Another critique is offered by Palacios on the basis that while Vasconcelos did not support so-called "negative eugenics" or Social Darwinism, he did advocate for a "eugenics  of  aesthetics." Palacios describes eugenics of aesthetics as a survival of the beautiful, as compared to Darwin's survival of the fittest.(p422) Palacios suggests that this viewpoint alongside other comments made by Vasconcelos show that he held some races as better than others.(p422)

Usage of phrase
The title  embodies the notion that traditional, exclusive concepts of so-called "race" and nationality can be transcended in the name of humanity's common destiny. It originally referred to a movement by Mexican intellectuals during the 1920s who pointed out that so-called "Latin" Americans have the blood of all the world's so-called "races": European, Asian-descended native Americans, and Africans, thereby transcending the peoples of the "Old World".

Vasconcelos also alluded to the term when he coined the National Autonomous University of Mexico's motto: "" ('Through my race the spirit will speak').

Contemporary usage 
Contemporarily La raza cósmica has become about mestizaje (racial mixture) and mestizos/Métis rather than the creation of the cosmic race. Palacios describes how the Chicano movement appropriated and transformed the ideas of Vasconcelos' fifth race into that of Mexican national thought, focusing on the words from a poem by Alurista, "a bronze people [an ethnic alloy] with a bronze culture [an alloy of traditions]."(p428) Palacios also gives the example of Valdez, a Chicano writer, who focused on trying to create a society that was less Eurocentric or Western rather than following Vasconcelos' idea to evolve the Indigenous and mixed into something better.(p430)

* _What this exercise asks_
#1 List every person the passage on La raza cósmica names, giving each by the name the passage uses.
#2 Transcribe the passage on La raza cósmica from "Usage of phrase" up to and including "spirit will speak').".

* _Provided material_
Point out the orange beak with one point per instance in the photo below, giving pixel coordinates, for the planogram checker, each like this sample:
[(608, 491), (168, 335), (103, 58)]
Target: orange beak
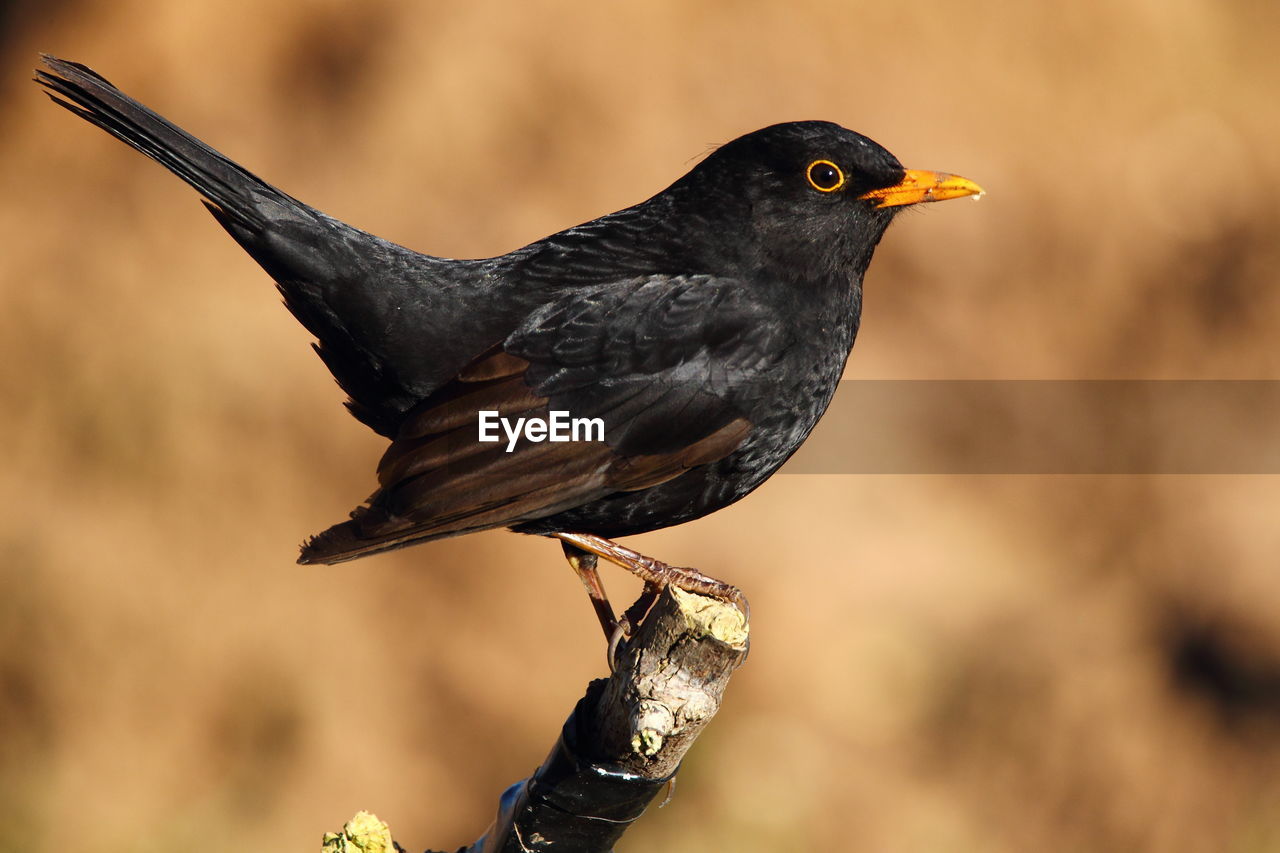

* _Exercise results_
#1 Palacios, Vasconcelos, Darwin, Alurista, Valdez

#2
Usage of phrase
The title  embodies the notion that traditional, exclusive concepts of so-called "race" and nationality can be transcended in the name of humanity's common destiny. It originally referred to a movement by Mexican intellectuals during the 1920s who pointed out that so-called "Latin" Americans have the blood of all the world's so-called "races": European, Asian-descended native Americans, and Africans, thereby transcending the peoples of the "Old World".

Vasconcelos also alluded to the term when he coined the National Autonomous University of Mexico's motto: "" ('Through my race the spirit will speak').